___ DATA ROWS ___
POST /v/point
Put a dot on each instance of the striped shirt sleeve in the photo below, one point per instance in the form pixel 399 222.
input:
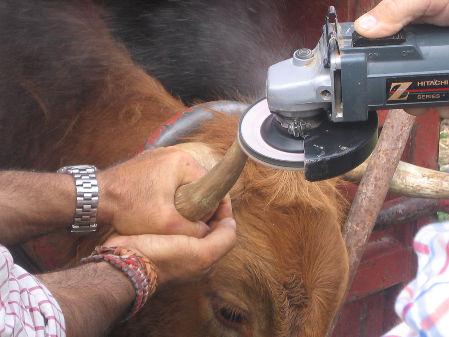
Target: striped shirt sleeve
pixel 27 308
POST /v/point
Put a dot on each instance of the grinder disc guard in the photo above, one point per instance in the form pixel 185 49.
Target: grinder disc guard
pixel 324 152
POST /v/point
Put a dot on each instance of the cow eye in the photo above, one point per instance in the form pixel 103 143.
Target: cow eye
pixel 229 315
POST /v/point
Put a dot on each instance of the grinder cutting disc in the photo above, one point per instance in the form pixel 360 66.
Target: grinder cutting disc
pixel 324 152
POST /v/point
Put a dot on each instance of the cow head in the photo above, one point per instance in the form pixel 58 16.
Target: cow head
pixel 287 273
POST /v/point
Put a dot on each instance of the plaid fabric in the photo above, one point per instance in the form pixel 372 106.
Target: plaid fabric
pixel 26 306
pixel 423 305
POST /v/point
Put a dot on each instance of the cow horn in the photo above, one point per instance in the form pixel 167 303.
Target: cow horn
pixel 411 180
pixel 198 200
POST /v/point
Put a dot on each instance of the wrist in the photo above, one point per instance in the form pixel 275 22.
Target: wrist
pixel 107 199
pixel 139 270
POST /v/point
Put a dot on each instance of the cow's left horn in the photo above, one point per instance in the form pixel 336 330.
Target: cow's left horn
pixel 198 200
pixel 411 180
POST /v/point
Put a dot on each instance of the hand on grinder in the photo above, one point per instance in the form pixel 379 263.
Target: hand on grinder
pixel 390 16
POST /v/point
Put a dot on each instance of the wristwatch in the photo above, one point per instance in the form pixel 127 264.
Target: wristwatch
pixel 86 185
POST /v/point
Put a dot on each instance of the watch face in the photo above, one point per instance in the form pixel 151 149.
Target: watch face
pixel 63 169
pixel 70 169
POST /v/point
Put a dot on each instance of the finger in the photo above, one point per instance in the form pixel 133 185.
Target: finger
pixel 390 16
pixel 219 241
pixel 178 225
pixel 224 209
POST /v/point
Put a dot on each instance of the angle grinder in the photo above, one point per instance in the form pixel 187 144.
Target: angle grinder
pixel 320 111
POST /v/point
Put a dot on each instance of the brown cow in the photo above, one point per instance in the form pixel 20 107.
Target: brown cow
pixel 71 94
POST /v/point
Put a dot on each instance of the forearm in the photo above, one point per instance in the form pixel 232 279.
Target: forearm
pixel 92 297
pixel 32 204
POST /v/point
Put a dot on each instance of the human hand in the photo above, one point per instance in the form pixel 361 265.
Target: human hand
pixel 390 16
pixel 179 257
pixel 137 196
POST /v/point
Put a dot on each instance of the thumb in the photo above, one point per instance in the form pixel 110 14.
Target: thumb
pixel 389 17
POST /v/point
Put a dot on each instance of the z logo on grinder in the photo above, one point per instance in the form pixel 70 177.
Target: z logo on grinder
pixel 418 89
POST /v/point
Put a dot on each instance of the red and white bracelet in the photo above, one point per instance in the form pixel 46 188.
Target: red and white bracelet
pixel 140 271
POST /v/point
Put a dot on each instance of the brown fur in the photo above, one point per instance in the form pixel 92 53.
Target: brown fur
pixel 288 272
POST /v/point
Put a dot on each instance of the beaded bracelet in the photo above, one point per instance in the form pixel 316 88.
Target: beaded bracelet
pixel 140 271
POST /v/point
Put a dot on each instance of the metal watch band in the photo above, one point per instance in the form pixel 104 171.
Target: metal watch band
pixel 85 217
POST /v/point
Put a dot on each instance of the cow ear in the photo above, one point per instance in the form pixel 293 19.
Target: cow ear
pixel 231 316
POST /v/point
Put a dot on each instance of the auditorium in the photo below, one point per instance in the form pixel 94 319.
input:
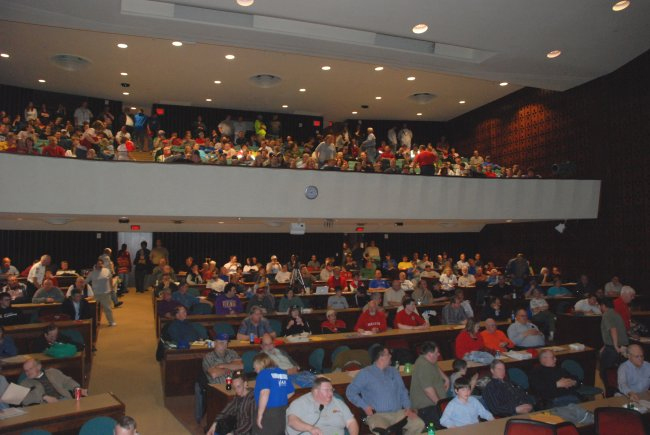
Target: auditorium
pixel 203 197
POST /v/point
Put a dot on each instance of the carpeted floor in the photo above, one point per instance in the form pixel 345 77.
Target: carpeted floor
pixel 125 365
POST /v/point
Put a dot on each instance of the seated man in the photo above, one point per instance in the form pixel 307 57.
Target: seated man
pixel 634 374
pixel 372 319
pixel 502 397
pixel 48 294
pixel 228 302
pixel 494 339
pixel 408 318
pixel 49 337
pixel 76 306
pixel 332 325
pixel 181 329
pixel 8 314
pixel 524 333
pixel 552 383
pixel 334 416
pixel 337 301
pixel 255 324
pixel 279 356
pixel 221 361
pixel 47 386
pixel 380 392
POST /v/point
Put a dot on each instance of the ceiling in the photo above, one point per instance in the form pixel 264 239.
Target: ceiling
___
PROBLEM: Reproduce each record above by retyping it exactly; omit all images.

REPLY TO THE EXERCISE:
POST /v/point
Put a dot on each instance of the striped shirt sleeve in the photo below, one point per instance in the form pixel 399 222.
input:
Target: striped shirt sleeve
pixel 27 308
POST /v/point
Put a dot on each instance of the grinder disc guard in the photo above, one point per instance in the form pixel 185 49.
Target: grinder disc guard
pixel 324 152
POST /v/point
Put a dot on each instance of the cow eye in the photo above, one point per instance in the form pixel 103 143.
Target: cow eye
pixel 229 315
POST /v/point
Put a dot on each instance of the grinder cutting disc in the photo above, one point per instance in the form pixel 360 66.
Target: grinder cutting disc
pixel 324 152
POST /v/point
Put a dot on each instance of the cow head in the photo above, one point per instance in the form pixel 58 16.
Target: cow head
pixel 287 273
POST /v/point
Put a dot on each instance of the plaid fabric in the photo above, one point per instance in the form pixel 372 106.
Target: plaid fabric
pixel 26 306
pixel 423 305
POST /v/point
Put a dot on each instance of the cow horn in the photo above, one point per instance in the form pixel 167 303.
Target: cow horn
pixel 411 180
pixel 198 200
POST /v/point
Put a dot on each instance of the wrist in the photo above, one point per instance in the form pixel 275 22.
Target: wrist
pixel 107 199
pixel 139 270
POST /v/point
Put a dot on each instance of the cow's left horn in the photo above, one point per instance in the form pixel 336 330.
Target: cow's left horn
pixel 198 200
pixel 411 180
POST /v/point
Put a dot on each instance of the hand on grinder in the photo above, one point per instance in the form pixel 379 263.
Target: hand on grinder
pixel 390 16
POST /v/point
Put a dot on each instance of the wristwatch in the photo above, one point per instance in the form pixel 127 264.
Target: wristwatch
pixel 86 185
POST /v/point
Put a dot on each instance of the watch face in the photo above, one point per instance in the form pixel 151 149.
Target: watch face
pixel 63 169
pixel 70 169
POST /v/point
Put a dot on each instance of the finger in the photo above, one point per instance in the form pixel 133 185.
Target: finger
pixel 390 16
pixel 219 241
pixel 178 225
pixel 224 209
POST /v/point
Put a dot on each instance of the angle grinder in the photo above, one point per instance in the form pixel 187 144.
Target: angle grinder
pixel 320 111
POST /v/point
Put a dot on each instance of the brown cow in the photo above, one point per instance in the form pixel 20 107.
Target: brown cow
pixel 71 94
POST /v/point
Put a dot on each instance of the forearm in the photo above, one point per instance in the form pixel 232 279.
Target: forearm
pixel 92 297
pixel 32 204
POST /v/point
Put a dot on each instance of the human hand in the photo above, one point per instance in the form pixel 361 265.
Target: human hand
pixel 390 16
pixel 179 257
pixel 137 196
POST /v/point
Put a dot on each instance of the thumb in the photo above, one point per instance in the form pixel 110 14.
Target: thumb
pixel 389 17
POST /v/point
Put a dot on each instance of the z logo on grinder in the photo above, one point per instance in the form pixel 70 177.
Target: z logo on grinder
pixel 418 89
POST /v/point
Put a dot on each instance of the red and white bracelet in the photo above, one point per instance in the form pixel 46 188.
Target: red and white bracelet
pixel 140 271
POST /v/point
Put a dot on each instance of the brown fur in the photo above, one point per instance in the form pixel 92 53.
Target: brown fur
pixel 288 272
POST /v/point
Put a dot on each instance of the beaded bracelet in the photo above, one point per instance in the form pixel 316 88.
Target: beaded bracelet
pixel 140 271
POST /v/point
Put a dot on each instance of the metal watch band in the photo above, one point per instance in the form pixel 104 171.
Target: metal watch band
pixel 85 217
POST /v/point
Put a dot on each instance of the cow ear in the photo above, one point per instance in the form pixel 293 19.
Target: cow ear
pixel 231 316
POST /v/point
Put a dot on each instance of the auditorium in the photo below, one point per instance in the form pixel 94 319.
input:
Target: auditorium
pixel 203 197
POST /v/point
Put a dot on each instance of the carpeted floor in the photo above, one point per instance in the form pixel 345 77.
Target: carpeted floor
pixel 125 365
POST /v/point
Put a dot on each instance of the seated man in the photo above, one point per instance in the form pixel 307 57.
Target: seated man
pixel 634 374
pixel 372 319
pixel 502 397
pixel 48 294
pixel 228 302
pixel 494 339
pixel 408 318
pixel 49 337
pixel 76 306
pixel 332 325
pixel 181 329
pixel 8 314
pixel 524 333
pixel 552 383
pixel 334 416
pixel 337 301
pixel 255 324
pixel 279 356
pixel 221 361
pixel 47 386
pixel 380 392
POST /v/point
Put a dot on each instance of the ceiling in the photo above, one point per instance in the form pixel 264 239.
Target: ceiling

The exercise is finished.